■ Goal
Extract every line below that contains the word "ceiling", copying each one in full.
---
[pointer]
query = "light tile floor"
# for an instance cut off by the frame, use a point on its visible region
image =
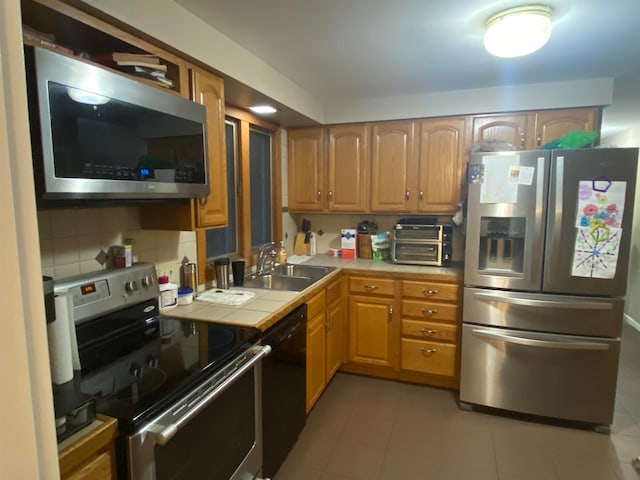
(371, 429)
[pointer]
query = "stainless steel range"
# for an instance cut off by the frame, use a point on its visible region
(187, 394)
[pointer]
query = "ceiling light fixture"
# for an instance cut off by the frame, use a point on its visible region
(263, 109)
(518, 31)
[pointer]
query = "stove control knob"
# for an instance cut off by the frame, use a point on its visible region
(136, 370)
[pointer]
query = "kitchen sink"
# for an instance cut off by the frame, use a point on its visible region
(278, 282)
(288, 277)
(314, 272)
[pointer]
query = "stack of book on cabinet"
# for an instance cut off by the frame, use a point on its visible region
(139, 64)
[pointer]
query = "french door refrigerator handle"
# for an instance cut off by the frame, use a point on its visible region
(531, 302)
(557, 209)
(531, 342)
(163, 433)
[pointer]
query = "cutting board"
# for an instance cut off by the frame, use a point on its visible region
(301, 248)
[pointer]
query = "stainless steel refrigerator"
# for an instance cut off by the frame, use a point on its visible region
(548, 235)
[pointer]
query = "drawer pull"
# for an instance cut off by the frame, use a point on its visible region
(428, 331)
(428, 350)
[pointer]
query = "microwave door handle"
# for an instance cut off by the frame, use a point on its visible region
(163, 433)
(532, 342)
(530, 302)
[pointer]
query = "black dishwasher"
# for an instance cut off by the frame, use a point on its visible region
(283, 388)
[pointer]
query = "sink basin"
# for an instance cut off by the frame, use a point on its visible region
(312, 271)
(289, 277)
(278, 282)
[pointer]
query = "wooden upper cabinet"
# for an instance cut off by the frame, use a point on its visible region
(532, 130)
(509, 128)
(306, 170)
(441, 164)
(393, 167)
(554, 124)
(208, 90)
(348, 159)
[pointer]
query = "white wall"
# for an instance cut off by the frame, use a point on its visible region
(188, 33)
(622, 120)
(27, 432)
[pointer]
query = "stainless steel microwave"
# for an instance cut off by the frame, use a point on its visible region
(421, 244)
(99, 135)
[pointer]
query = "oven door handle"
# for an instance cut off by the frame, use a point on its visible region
(163, 433)
(532, 302)
(532, 342)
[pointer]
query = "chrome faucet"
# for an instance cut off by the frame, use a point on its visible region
(267, 254)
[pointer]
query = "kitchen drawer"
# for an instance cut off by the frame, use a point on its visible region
(444, 332)
(431, 290)
(316, 305)
(334, 291)
(428, 357)
(429, 310)
(372, 286)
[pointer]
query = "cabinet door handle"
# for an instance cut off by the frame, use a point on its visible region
(428, 350)
(428, 331)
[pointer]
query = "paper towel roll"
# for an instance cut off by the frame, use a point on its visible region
(59, 336)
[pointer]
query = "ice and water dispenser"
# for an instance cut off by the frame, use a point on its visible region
(502, 244)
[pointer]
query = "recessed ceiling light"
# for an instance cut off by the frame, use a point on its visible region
(262, 109)
(518, 31)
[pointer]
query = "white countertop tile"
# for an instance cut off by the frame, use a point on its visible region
(266, 302)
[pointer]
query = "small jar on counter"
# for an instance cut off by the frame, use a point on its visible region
(168, 293)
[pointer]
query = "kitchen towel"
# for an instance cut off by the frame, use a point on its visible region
(225, 297)
(63, 345)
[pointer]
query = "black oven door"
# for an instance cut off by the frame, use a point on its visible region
(214, 432)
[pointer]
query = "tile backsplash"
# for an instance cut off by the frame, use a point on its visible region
(71, 241)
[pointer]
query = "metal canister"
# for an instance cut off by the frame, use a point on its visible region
(189, 276)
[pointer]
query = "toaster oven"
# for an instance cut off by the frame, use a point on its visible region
(421, 244)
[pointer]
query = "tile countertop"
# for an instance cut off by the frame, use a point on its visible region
(268, 306)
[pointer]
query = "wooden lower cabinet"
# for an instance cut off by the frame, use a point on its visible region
(430, 328)
(405, 329)
(335, 325)
(316, 348)
(370, 331)
(325, 335)
(373, 321)
(92, 457)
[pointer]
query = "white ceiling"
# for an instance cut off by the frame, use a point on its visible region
(366, 49)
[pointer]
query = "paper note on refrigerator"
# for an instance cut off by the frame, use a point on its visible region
(598, 220)
(500, 179)
(596, 252)
(600, 202)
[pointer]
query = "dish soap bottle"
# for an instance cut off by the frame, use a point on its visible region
(282, 254)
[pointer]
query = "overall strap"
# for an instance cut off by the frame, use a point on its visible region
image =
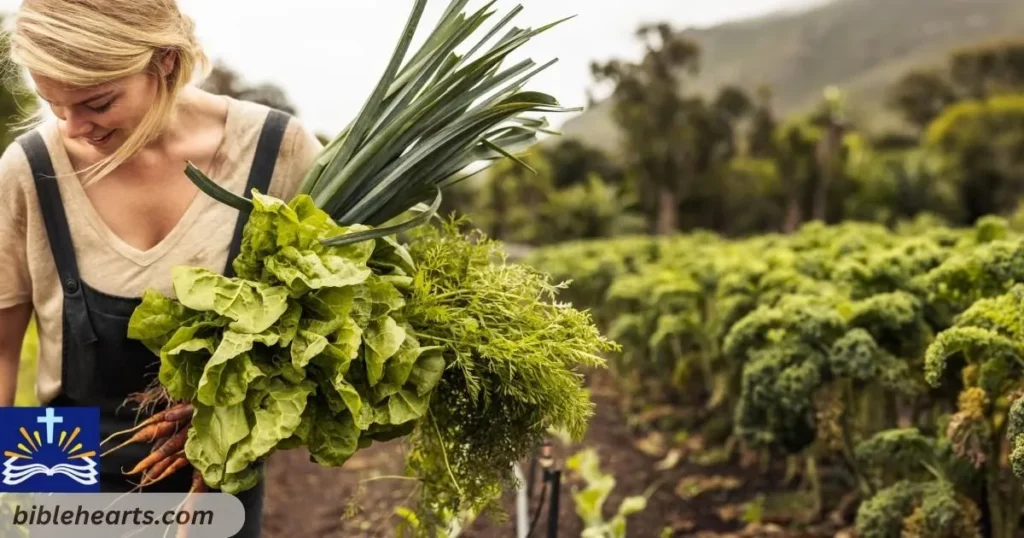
---
■ Reply
query = "ceiling light fixture"
query = "recessed ceiling light"
query = "white ceiling"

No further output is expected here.